**EXTRACTED TEXT**
Plus, Vance and I have each other. We are so grateful for that. We just celebrated our 5 year wedding anniversary, and words cannot express how much we love each other and love all of this time we have had alone together. Just the other day, I was so down, I sent Vance these texts at work, and this was his response. I married a good, sweet, loving man.


In the past 8 months we also moved out of our dark, spider and mold infested basement apartment, and into a gorgeous new condo that we love. We became homeowners, got rid of Vance's gimpy old car that was borderline too dangerous to drive, and got a new reliable car that we love cruising around in. We have also, through a series of events related to our infertility, been led to the right doctor for us. Luckily with two steady incomes (for the first time since we've been married), we are able to move forward more aggressively with our baby endeavors, and are working hard to get a grant that might hopefully help cover some of the expense of IVF. Our doctor hasn't gotten us pregnant yet, but he is very thorough and caring, and we trust him. He is one of the best reproductive endocrinologists in the state, and we are grateful that we were led to him.

**DATASET EXTRACT**
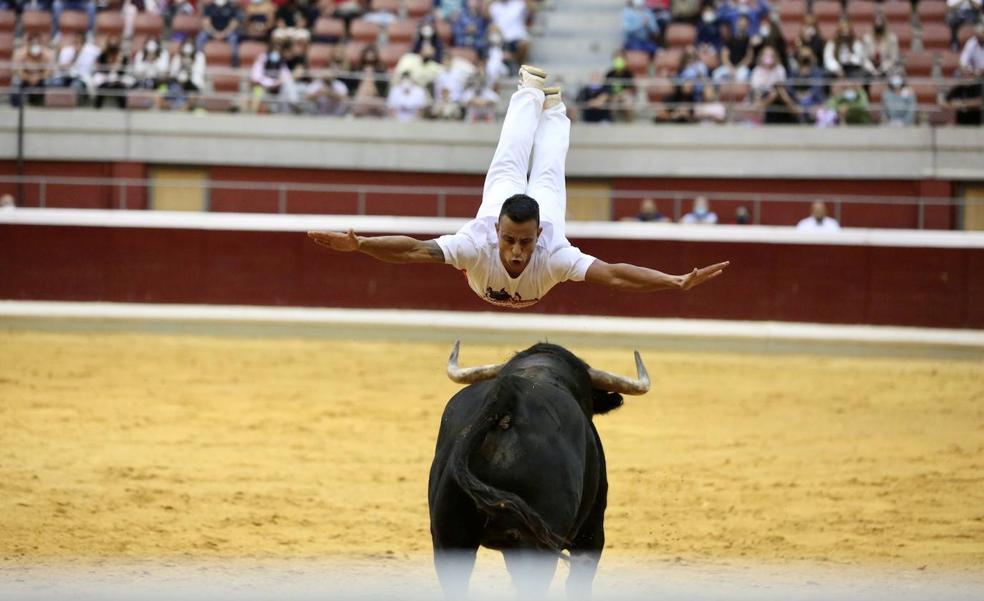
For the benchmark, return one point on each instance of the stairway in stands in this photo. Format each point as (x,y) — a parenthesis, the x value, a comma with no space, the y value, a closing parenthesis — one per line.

**EXERCISE DETAILS**
From the blog post, pull out the passage from "In the past" up to and including "led to him.", word for word.

**ANSWER BOX**
In the past 8 months we also moved out of our dark, spider and mold infested basement apartment, and into a gorgeous new condo that we love. We became homeowners, got rid of Vance's gimpy old car that was borderline too dangerous to drive, and got a new reliable car that we love cruising around in. We have also, through a series of events related to our infertility, been led to the right doctor for us. Luckily with two steady incomes (for the first time since we've been married), we are able to move forward more aggressively with our baby endeavors, and are working hard to get a grant that might hopefully help cover some of the expense of IVF. Our doctor hasn't gotten us pregnant yet, but he is very thorough and caring, and we trust him. He is one of the best reproductive endocrinologists in the state, and we are grateful that we were led to him.